• **Reading text**:
# # # # #

3.04: Celtic References
Aes Sedai: In Celtic myth, there are beings known as the Sidhe (pronounced 'shee'), which literally means "people of the (fairy) hills". It is the Gaelic name for the fairies in both Ireland and the Highlands of Scotland. Specifically, the Aes Sidhe were 'the people of the hills', collective name for the old Irish gods who dwell in hills. According to the Encyclopedia Mythica, they "still live as invisible beings… In a just battle, they will fight beside mortals. When they fight, they go armed with lances of blue flame and shields of pure white". [Scott Dwiggins]
- The Elves/Faerie/Sidhe of Celtic mythology. The Sidhe were vulnerable to iron ("iron to bind"), and liked music ("music to daze"). There were two subgroups of Faeries, as Matthew Hunter elaborates: "The Seelie and Unseelie courts, of which one the Seelie were comparatively "nice" and honorable, although tricksters and inhumanly magical, while the Unseelie were essentially their evil counterparts -- delighting in tormenting and the kind of pranks that have nasty consequences. The spelling is phonetic, and the real spelling is somewhat different... I think 'Seighlie' is closer but still not right."
- [TSR: 6, Doorways, 95] "Elayne's first thought was for the children's tale Bili Under the Hill, but only because of the three answers." Compare to various tales of common humans visiting some Sidhe under a hill, and having various mystical experiences.
Bel Tine: Beltane, a Druidic holiday
Birgitte: Brigit/Brigid, Celtic goddess of fire, poetry, smithery, and/or healing.
Portal Stones: Evocative of the famous cairns and "standing stones" that dot the British Isles. Dustin Clayton notes, "The cairns were believed to be plexuses [in-between places] of a sort, except that they were plexuses to another world, better known to some as the Fairy World or Otherworld. The legends of cairns are that if you were to walk around a cairn three times in a 'sunwise circle' you will find an entrance to the cairn, especilly when it was sunrise or sunset. The cairns themselves weren't passageways to other worlds, but were meant to be warning signs to the unwary that strange powers rested at these places, and those who didn't understand them might be caught in them."

# # # # #

• **Given request 1**:
In the Celtic references text, what do the Sidhe carry when they go armed into battle?
• **Given request 2**:
List every domain that the Celtic references text gives for the goddess Brigit/Brigid.
• **Given request 3**:
From the Celtic references text, extract the passage starting with "- [TSR: 6, Doorways, 95]" and going on through "smithery, and/or healing.".

# # # # #

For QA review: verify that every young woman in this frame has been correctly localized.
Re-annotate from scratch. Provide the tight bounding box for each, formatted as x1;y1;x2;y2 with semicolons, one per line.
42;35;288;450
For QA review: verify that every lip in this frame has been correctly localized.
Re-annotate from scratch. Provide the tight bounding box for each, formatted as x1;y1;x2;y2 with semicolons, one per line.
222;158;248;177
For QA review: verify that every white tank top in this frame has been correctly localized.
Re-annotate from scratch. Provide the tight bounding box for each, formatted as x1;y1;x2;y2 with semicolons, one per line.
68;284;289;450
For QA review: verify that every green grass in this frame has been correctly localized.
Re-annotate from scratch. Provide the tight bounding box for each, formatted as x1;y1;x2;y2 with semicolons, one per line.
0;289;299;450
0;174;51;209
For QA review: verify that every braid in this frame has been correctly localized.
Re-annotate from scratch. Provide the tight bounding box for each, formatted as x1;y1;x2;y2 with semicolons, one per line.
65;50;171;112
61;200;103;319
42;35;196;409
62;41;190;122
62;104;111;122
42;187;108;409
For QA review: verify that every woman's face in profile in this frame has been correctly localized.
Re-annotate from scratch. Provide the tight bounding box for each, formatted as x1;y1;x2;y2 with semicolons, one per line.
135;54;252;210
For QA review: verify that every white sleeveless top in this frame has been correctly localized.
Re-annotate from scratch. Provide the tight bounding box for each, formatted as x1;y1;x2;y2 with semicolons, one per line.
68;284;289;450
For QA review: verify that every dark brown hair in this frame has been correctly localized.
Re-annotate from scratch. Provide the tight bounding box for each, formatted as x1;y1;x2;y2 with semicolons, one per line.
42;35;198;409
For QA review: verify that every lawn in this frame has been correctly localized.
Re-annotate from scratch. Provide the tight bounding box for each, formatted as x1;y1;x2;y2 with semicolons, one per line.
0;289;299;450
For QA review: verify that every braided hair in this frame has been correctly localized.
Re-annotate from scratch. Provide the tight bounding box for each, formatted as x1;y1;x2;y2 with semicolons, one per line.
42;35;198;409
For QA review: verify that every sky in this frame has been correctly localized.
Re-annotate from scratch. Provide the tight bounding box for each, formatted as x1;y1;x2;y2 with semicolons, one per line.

# # # # #

• **Full solution 1**:
Lances of blue flame and shields of pure white.

• **Full solution 2**:
Fire, poetry, smithery, healing

• **Full solution 3**:
- [TSR: 6, Doorways, 95] "Elayne's first thought was for the children's tale Bili Under the Hill, but only because of the three answers." Compare to various tales of common humans visiting some Sidhe under a hill, and having various mystical experiences.
Bel Tine: Beltane, a Druidic holiday
Birgitte: Brigit/Brigid, Celtic goddess of fire, poetry, smithery, and/or healing.